--- Action item ---
Can you write out the entries word for word, from their very beginning through the line that holds "negative clicks: (13, 66)", both ends included? Leave the pictures out of your answer.

--- Records to process ---
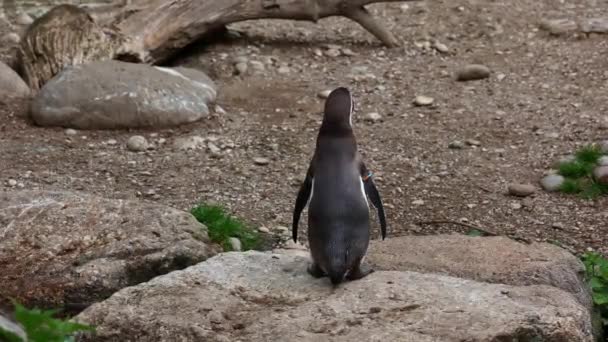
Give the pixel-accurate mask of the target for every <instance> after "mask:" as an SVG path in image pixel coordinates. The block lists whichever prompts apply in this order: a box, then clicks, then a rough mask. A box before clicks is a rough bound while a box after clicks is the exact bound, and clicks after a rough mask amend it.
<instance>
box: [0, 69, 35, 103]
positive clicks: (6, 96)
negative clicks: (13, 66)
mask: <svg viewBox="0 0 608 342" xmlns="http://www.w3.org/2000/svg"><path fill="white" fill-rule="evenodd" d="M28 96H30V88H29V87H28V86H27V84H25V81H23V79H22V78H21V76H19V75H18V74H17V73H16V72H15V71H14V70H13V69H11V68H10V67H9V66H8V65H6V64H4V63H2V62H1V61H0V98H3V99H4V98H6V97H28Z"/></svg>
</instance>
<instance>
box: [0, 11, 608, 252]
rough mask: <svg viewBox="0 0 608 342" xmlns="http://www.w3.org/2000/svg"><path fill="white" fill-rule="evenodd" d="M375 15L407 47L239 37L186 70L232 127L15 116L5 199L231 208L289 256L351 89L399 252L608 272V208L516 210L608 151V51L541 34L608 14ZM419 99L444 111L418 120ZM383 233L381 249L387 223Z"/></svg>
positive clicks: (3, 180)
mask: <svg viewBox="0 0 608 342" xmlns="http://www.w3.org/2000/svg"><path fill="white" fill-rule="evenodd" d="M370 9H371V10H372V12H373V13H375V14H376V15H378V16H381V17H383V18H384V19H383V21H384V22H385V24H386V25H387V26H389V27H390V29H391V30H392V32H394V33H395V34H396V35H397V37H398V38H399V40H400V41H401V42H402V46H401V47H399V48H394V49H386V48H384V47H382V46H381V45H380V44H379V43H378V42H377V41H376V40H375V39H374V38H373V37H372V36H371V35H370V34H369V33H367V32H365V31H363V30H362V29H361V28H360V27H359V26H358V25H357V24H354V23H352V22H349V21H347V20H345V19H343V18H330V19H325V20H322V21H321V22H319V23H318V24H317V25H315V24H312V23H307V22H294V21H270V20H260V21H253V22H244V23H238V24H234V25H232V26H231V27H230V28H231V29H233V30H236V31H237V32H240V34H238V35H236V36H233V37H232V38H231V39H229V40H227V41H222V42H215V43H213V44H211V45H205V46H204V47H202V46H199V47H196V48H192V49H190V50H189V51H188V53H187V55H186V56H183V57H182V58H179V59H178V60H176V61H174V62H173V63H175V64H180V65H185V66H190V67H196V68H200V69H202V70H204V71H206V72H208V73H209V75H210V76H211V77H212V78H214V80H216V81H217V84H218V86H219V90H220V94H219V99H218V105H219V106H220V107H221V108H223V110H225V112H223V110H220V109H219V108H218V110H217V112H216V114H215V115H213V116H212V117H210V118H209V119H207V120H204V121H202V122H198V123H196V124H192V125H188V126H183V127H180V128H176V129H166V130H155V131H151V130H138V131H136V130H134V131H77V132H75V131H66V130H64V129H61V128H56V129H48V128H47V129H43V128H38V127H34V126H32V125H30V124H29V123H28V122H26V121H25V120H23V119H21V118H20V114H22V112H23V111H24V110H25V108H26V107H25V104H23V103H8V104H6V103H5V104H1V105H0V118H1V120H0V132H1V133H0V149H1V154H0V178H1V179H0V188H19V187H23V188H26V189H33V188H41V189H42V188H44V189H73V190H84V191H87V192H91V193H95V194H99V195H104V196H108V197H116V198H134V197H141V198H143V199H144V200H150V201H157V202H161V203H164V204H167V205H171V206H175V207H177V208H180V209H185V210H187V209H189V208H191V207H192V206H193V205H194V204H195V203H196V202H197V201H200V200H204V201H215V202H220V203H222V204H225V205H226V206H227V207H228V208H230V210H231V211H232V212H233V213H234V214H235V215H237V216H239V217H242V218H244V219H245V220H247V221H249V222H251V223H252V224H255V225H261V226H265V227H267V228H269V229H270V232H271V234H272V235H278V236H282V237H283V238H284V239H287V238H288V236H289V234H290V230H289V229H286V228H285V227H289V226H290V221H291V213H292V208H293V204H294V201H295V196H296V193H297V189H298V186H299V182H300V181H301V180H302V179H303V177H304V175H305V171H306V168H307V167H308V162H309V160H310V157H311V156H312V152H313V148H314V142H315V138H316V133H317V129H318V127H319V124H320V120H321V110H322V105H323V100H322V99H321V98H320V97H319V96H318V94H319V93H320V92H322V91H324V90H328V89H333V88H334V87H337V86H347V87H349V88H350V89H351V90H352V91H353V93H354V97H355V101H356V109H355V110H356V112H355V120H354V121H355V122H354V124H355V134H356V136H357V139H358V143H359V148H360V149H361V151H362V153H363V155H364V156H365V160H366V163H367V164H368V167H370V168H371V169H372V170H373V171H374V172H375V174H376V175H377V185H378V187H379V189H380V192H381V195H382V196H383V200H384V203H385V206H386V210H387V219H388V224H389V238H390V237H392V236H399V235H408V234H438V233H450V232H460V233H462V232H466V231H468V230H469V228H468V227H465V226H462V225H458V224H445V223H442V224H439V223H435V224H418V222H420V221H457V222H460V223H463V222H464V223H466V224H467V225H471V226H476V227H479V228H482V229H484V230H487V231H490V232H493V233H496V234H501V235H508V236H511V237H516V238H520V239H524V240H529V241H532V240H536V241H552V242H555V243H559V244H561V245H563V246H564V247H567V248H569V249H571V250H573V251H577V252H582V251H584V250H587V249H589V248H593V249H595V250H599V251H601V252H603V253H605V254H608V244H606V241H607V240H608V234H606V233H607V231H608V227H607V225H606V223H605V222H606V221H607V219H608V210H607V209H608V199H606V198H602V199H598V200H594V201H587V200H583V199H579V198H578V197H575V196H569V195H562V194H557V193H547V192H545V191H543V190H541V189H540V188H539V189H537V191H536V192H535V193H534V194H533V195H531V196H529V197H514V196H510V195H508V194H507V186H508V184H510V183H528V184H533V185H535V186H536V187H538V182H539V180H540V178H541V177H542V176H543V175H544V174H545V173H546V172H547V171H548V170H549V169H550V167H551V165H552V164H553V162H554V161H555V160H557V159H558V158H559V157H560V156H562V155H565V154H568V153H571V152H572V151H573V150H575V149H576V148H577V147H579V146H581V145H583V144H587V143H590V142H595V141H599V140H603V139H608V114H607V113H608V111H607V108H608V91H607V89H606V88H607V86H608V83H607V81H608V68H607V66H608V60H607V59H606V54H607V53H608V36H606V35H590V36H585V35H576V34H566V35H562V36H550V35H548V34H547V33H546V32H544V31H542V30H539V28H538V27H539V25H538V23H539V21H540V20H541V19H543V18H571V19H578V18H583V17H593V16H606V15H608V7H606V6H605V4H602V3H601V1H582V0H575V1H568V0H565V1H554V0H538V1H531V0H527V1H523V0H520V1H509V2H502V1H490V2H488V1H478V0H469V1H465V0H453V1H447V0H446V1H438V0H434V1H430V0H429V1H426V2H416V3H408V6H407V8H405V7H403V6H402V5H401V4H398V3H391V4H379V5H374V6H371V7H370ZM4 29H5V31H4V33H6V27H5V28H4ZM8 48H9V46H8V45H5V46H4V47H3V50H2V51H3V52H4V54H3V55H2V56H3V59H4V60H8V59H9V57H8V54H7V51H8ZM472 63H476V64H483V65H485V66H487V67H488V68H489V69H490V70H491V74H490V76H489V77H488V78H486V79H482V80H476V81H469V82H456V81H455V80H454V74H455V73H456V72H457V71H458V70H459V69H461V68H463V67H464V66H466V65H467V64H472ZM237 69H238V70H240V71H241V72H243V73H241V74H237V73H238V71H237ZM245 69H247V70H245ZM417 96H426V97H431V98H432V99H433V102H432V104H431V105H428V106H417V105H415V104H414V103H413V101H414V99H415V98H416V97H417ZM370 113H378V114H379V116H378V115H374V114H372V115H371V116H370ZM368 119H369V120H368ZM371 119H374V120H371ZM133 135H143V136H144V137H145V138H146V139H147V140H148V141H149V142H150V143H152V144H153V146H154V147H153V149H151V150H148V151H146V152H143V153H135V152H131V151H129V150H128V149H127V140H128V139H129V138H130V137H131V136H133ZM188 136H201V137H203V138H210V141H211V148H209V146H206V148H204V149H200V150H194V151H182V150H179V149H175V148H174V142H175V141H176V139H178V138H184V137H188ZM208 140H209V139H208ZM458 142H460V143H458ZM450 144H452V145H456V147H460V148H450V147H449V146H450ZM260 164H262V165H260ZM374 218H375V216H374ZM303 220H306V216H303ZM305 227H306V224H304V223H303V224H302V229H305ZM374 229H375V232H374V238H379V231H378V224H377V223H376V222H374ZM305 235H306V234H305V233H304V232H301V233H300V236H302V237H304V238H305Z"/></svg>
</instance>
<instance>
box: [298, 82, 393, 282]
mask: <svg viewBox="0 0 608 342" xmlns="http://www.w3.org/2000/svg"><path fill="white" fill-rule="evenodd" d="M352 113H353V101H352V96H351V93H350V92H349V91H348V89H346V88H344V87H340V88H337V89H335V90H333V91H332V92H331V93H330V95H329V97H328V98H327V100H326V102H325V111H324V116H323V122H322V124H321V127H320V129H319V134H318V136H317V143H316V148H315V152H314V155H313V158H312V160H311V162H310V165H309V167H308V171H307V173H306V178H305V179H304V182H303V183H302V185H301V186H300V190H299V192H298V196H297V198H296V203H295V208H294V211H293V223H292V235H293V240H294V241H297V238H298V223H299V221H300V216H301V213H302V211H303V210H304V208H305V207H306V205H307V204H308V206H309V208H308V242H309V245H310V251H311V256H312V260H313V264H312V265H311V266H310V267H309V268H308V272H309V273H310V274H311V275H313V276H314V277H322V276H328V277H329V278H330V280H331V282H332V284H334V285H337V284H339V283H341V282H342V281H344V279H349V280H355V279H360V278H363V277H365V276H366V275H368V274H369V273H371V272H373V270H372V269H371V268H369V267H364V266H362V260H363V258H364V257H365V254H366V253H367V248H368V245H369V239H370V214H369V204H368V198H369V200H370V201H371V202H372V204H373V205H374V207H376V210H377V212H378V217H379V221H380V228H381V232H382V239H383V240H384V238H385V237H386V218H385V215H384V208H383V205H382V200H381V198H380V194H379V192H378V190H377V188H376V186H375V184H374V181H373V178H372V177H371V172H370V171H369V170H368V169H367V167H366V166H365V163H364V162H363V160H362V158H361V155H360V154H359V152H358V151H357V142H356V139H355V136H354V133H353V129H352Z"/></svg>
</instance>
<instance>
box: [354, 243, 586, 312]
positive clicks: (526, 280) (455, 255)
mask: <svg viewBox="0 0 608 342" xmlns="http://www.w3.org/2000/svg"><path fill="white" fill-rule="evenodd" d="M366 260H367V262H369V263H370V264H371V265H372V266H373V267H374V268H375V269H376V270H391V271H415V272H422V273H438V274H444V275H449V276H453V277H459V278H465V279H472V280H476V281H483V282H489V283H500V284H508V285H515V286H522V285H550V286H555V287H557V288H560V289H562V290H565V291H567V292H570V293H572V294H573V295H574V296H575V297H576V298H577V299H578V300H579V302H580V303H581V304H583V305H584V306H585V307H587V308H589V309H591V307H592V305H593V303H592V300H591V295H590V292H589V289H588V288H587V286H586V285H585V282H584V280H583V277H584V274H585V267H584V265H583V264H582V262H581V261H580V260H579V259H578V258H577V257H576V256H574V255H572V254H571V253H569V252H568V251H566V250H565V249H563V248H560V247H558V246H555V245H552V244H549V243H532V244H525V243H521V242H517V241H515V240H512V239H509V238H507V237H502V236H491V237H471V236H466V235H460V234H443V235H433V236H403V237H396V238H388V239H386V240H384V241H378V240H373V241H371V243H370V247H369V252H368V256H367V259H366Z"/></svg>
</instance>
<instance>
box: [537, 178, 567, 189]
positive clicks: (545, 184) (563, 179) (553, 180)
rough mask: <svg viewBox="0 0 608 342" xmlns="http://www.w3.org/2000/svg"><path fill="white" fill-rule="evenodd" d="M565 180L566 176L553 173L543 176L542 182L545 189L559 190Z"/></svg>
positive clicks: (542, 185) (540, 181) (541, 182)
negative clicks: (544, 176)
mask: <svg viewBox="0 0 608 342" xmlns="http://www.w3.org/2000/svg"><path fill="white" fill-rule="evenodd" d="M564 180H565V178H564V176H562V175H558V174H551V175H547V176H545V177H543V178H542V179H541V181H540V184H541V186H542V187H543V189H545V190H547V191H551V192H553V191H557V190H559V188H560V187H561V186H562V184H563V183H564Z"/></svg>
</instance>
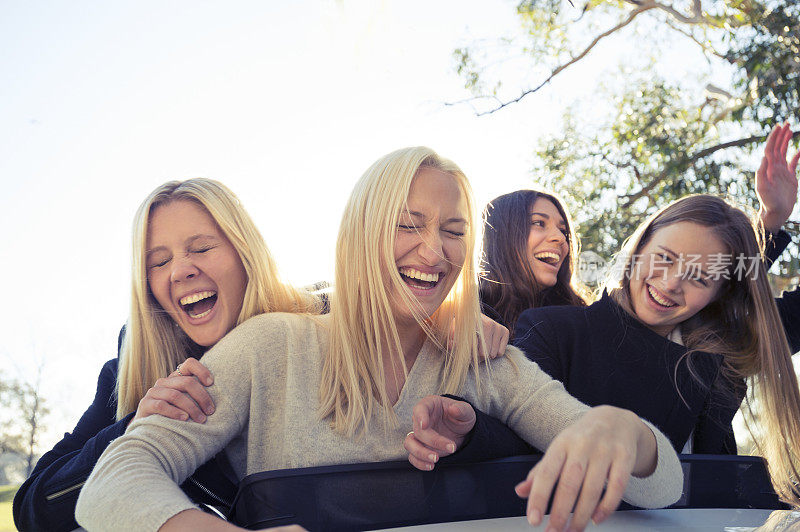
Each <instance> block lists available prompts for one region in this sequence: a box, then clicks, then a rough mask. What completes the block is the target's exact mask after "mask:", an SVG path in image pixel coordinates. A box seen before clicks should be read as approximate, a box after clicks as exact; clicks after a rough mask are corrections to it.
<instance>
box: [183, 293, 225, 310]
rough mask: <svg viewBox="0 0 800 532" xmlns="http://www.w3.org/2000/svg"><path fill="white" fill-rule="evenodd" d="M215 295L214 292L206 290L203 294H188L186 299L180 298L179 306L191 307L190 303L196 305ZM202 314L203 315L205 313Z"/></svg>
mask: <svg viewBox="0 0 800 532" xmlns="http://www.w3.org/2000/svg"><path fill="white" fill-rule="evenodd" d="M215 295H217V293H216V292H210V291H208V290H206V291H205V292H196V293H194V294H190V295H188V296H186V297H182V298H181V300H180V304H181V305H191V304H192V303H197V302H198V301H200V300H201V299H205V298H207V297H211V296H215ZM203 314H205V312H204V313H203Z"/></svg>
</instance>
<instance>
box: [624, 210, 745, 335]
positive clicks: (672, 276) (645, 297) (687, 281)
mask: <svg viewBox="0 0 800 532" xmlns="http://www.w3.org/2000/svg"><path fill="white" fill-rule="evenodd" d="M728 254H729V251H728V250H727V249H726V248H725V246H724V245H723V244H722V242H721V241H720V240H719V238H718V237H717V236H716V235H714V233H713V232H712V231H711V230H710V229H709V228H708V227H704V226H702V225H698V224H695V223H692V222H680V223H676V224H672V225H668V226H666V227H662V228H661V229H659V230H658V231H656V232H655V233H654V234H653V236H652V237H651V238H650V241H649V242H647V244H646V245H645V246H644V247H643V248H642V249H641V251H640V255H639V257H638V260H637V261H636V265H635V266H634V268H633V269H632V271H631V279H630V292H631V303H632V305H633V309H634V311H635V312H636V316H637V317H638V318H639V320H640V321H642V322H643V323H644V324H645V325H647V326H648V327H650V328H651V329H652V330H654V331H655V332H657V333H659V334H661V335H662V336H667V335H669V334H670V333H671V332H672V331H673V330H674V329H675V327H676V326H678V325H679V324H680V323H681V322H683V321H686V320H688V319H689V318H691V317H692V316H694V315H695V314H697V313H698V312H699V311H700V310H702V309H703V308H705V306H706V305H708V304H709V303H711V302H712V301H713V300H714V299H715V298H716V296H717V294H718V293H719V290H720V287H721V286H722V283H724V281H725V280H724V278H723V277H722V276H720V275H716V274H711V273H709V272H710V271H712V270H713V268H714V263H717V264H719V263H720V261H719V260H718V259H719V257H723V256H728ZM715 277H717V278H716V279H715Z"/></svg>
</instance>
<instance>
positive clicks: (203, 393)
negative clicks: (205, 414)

--- Output of the exercise ---
Give the pixel-accurate mask of the target for every <instance> after "mask:" as an SVG path in image pixel coordinates. The block lists whichever prompts apply in this order: a box, then clicks, then a rough mask. A box before clicks is a rough bound while a box after clicks is the exact bound, and clicks after a rough mask amend it.
<instance>
box: [0, 69, 35, 103]
positive clicks: (6, 96)
negative clicks: (13, 66)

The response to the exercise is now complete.